_Excerpt_:
Content starts

(Bloomberg) -- Hong Kong housing is at risk of becoming the least affordable in 24 years, as rate hikes by the US Federal Reserve drive up borrowing costs in the Asian financial hub.

The percentage of monthly household income used for mortgage repayments in Hong Kong could reach 60.1%, the least affordable level since 1998, if mortgage rates rise to 3.5%, according to Bloomberg Intelligence. 

That could deter buyers unless household incomes surge or home prices decline further, Bloomberg analysts Patrick Wong and Francis Chan wrote in a note on Thursday. For the ratio to remain at about 56%, current home prices need drop by at least 10%.

HSBC Holdings Plc, Hong Kong’s biggest lender, boosted its prime rate by 12.5 basis points to 5.125%, according to a statement on Thursday. Other lenders are expected to follow, bumping up borrowing costs for property and businesses as the hub is struggling to revive its economy amid Covid restrictions and an exodus of talent.

Hong Kong Monetary Authority Chief Executive Eddie Yue told reporters on Thursday that banks would “very likely” raise their deposit and lending rates by the end of the year as US interest rates continue to spike. HKMA lifted its base rate by 75 basis points to 3.5%, hours after the Fed’s move of the same magnitude.

Content ends

_Dataset content_:
Content starts

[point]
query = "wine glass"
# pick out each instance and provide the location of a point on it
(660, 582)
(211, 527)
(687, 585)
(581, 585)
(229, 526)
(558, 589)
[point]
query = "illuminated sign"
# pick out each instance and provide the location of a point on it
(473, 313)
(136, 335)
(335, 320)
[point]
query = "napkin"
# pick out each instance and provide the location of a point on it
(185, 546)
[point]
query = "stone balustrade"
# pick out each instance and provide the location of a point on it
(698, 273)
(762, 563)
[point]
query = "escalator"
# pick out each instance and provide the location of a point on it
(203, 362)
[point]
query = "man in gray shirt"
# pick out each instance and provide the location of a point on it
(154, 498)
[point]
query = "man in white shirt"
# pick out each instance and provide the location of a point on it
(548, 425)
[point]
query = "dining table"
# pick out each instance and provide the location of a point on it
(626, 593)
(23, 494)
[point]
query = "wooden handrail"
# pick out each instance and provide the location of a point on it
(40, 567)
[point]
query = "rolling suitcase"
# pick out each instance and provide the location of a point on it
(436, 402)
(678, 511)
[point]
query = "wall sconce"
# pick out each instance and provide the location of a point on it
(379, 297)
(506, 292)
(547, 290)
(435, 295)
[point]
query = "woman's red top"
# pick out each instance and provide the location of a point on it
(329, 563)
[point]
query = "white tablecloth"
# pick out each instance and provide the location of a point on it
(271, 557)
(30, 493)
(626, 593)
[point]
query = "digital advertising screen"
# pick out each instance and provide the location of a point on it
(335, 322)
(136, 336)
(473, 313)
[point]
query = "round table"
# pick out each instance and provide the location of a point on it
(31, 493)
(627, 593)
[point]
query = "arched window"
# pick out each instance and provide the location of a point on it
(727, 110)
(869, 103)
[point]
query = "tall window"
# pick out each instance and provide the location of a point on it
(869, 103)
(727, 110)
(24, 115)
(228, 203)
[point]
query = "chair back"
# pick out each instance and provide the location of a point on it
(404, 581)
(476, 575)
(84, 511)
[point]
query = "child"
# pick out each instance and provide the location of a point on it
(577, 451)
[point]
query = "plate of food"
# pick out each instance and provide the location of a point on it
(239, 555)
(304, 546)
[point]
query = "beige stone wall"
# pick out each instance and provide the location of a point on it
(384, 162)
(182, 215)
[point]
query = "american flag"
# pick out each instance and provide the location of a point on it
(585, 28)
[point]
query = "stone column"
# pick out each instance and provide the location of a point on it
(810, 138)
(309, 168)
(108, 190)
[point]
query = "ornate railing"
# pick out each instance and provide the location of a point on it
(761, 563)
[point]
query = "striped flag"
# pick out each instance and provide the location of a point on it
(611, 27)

Content ends
Content starts

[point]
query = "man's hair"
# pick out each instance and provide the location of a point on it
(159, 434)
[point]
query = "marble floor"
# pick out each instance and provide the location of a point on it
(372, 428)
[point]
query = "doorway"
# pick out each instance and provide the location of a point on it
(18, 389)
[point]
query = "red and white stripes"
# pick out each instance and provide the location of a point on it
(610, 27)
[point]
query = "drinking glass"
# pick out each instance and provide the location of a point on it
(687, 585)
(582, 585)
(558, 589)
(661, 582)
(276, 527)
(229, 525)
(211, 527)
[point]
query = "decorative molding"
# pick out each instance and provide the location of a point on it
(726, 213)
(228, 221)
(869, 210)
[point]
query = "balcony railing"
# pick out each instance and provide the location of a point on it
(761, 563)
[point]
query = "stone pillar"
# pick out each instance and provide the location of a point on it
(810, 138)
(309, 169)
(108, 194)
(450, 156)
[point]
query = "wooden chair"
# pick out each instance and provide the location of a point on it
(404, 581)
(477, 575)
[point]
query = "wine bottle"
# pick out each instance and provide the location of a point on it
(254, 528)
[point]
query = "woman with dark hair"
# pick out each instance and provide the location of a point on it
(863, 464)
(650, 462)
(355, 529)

Content ends

_Aim of the exercise_: Repeat the Hong Kong housing report from "That could deter" up to and including "at least 10%.", swapping "deter" for "discourage".

_Solution for this task_:
That could discourage buyers unless household incomes surge or home prices decline further, Bloomberg analysts Patrick Wong and Francis Chan wrote in a note on Thursday. For the ratio to remain at about 56%, current home prices need drop by at least 10%.